- _Task item_
Pick out each of the lines below that contains the string "positive", matching case exactly, and copy those lines in full.

Stored items:
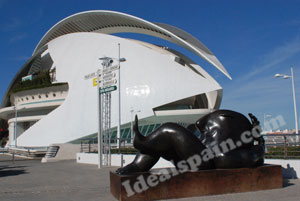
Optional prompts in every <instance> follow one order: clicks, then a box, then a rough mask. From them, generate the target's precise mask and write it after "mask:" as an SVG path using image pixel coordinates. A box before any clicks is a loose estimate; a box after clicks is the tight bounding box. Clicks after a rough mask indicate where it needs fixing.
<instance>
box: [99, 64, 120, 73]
mask: <svg viewBox="0 0 300 201" xmlns="http://www.w3.org/2000/svg"><path fill="white" fill-rule="evenodd" d="M119 68H120V66H119V65H115V66H111V67H109V68H105V69H103V70H102V73H110V72H112V71H115V70H118V69H119Z"/></svg>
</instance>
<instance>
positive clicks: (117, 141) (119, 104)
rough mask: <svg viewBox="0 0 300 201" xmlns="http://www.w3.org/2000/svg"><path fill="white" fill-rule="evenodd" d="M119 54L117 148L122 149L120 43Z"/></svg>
mask: <svg viewBox="0 0 300 201" xmlns="http://www.w3.org/2000/svg"><path fill="white" fill-rule="evenodd" d="M118 48H119V54H118V65H119V70H118V71H119V73H118V92H119V93H118V94H119V95H118V106H119V107H118V108H119V118H118V135H117V138H118V141H117V146H118V148H120V146H121V84H120V83H121V70H120V43H118Z"/></svg>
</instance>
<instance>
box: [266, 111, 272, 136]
mask: <svg viewBox="0 0 300 201" xmlns="http://www.w3.org/2000/svg"><path fill="white" fill-rule="evenodd" d="M268 117H272V115H270V114H266V113H264V131H265V132H266V131H267V130H266V119H267V118H268Z"/></svg>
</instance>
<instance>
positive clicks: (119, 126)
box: [117, 43, 126, 148]
mask: <svg viewBox="0 0 300 201" xmlns="http://www.w3.org/2000/svg"><path fill="white" fill-rule="evenodd" d="M124 61H126V59H125V58H121V46H120V43H118V65H119V69H118V110H119V114H118V128H117V139H118V140H117V147H118V148H120V146H121V62H124Z"/></svg>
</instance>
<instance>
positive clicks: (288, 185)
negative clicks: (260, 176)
mask: <svg viewBox="0 0 300 201" xmlns="http://www.w3.org/2000/svg"><path fill="white" fill-rule="evenodd" d="M293 185H295V184H293V183H291V181H290V180H289V179H283V185H282V186H283V188H286V187H288V186H293Z"/></svg>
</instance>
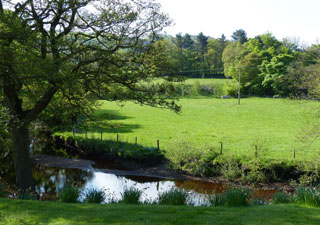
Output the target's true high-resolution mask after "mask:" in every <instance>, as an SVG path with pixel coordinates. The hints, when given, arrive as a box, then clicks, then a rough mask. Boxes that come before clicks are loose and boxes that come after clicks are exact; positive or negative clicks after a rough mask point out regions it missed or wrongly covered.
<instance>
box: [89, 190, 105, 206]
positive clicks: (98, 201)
mask: <svg viewBox="0 0 320 225" xmlns="http://www.w3.org/2000/svg"><path fill="white" fill-rule="evenodd" d="M105 197H106V194H105V192H104V190H103V189H102V190H97V189H95V188H93V189H88V190H87V191H86V192H85V194H84V201H85V202H87V203H98V204H100V203H102V202H103V201H104V200H105Z"/></svg>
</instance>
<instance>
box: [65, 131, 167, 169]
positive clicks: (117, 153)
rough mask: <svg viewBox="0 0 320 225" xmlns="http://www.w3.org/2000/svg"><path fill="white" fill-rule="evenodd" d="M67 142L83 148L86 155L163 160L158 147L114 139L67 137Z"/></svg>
mask: <svg viewBox="0 0 320 225" xmlns="http://www.w3.org/2000/svg"><path fill="white" fill-rule="evenodd" d="M67 143H68V144H69V145H71V146H77V147H78V148H79V149H81V150H83V152H84V155H86V156H88V157H93V158H100V159H109V160H114V159H119V160H120V159H121V160H126V161H132V162H134V163H146V164H154V163H158V162H160V161H162V160H163V159H164V158H163V153H162V152H161V151H159V150H158V149H157V148H148V147H144V146H141V145H135V144H131V143H126V142H120V141H119V142H117V141H113V140H101V139H89V138H82V137H73V136H68V137H67Z"/></svg>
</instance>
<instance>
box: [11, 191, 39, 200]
mask: <svg viewBox="0 0 320 225" xmlns="http://www.w3.org/2000/svg"><path fill="white" fill-rule="evenodd" d="M16 198H17V199H20V200H37V195H36V194H35V193H32V192H29V191H21V192H19V193H18V194H17V196H16Z"/></svg>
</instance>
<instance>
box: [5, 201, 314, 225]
mask: <svg viewBox="0 0 320 225" xmlns="http://www.w3.org/2000/svg"><path fill="white" fill-rule="evenodd" d="M0 224H4V225H9V224H13V225H20V224H28V225H31V224H55V225H57V224H64V225H65V224H77V225H79V224H128V225H129V224H130V225H134V224H152V225H154V224H161V225H164V224H197V225H200V224H217V225H218V224H225V225H227V224H234V225H241V224H246V225H249V224H250V225H255V224H260V225H263V224H266V225H267V224H277V225H279V224H285V225H290V224H301V225H306V224H308V225H312V224H320V209H319V208H310V207H303V206H296V205H268V206H250V207H234V208H226V207H217V208H211V207H191V206H158V205H153V206H146V205H122V204H109V205H94V204H66V203H59V202H40V201H22V200H8V199H0Z"/></svg>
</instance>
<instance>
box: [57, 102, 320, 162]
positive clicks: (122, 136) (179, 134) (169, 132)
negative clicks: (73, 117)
mask: <svg viewBox="0 0 320 225" xmlns="http://www.w3.org/2000/svg"><path fill="white" fill-rule="evenodd" d="M179 103H180V104H181V106H182V111H181V113H179V114H176V113H174V112H172V111H169V110H164V109H157V108H152V107H149V106H140V105H137V104H133V103H130V102H126V103H124V105H119V104H116V103H114V102H106V101H100V102H99V104H100V106H99V107H98V108H97V110H96V111H95V114H94V121H87V122H86V126H87V127H88V128H87V130H88V133H87V136H88V137H89V138H101V132H103V139H107V140H115V139H116V138H117V135H118V139H119V140H120V141H122V142H129V143H134V142H135V141H136V138H137V142H138V143H139V144H140V145H143V146H151V147H156V146H157V140H159V142H160V149H162V150H165V151H166V152H167V153H170V152H171V153H172V152H177V151H183V148H184V147H183V146H185V145H188V147H190V148H197V149H202V150H208V149H211V150H212V149H213V150H216V151H220V148H221V143H222V147H223V154H224V155H233V156H246V157H254V155H255V151H256V149H257V150H258V154H259V155H263V157H264V158H267V159H277V160H293V159H294V156H295V159H296V160H304V161H309V160H312V159H313V158H314V157H315V156H318V154H319V147H320V141H319V140H318V139H317V133H318V132H319V130H317V127H318V126H317V125H318V124H319V123H318V120H319V118H318V116H317V112H318V110H317V108H318V107H319V106H320V105H319V103H318V102H316V101H298V100H297V101H294V100H288V99H272V98H244V99H241V104H240V105H238V102H237V99H217V98H201V99H193V98H182V99H180V102H179ZM83 127H84V122H83V120H82V121H80V122H79V123H78V124H77V128H76V132H77V134H76V135H77V136H82V137H84V136H85V131H84V128H83ZM58 134H62V135H64V136H71V135H72V132H71V131H67V132H60V133H58Z"/></svg>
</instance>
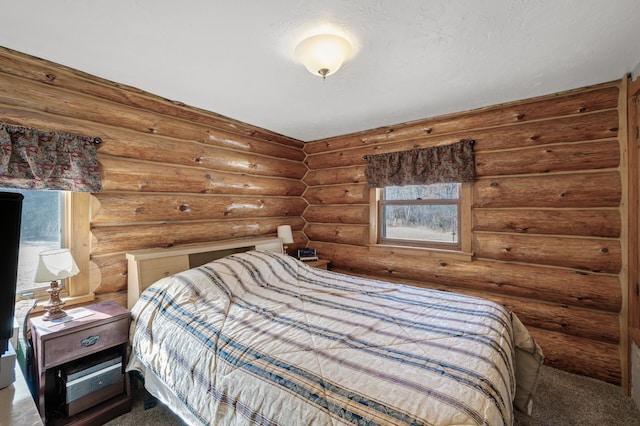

- _Solution for this problem_
positive clicks: (117, 141) (119, 104)
positive clicks: (119, 126)
positive clicks: (288, 185)
Output the target's true high-resolution mask after "mask:" in every <instance>, as an SVG path with pixel coordinates. The hints, when given, arrive as a box, then clicks, then a rough mask. Boxes that come before clicks are loose and boxes that come after clicks are exact; positive or negative clicks after a rough mask point out regions it missed or wrongly covered.
positive clicks: (98, 201)
positive clicks: (117, 153)
positive clicks: (122, 136) (179, 134) (169, 132)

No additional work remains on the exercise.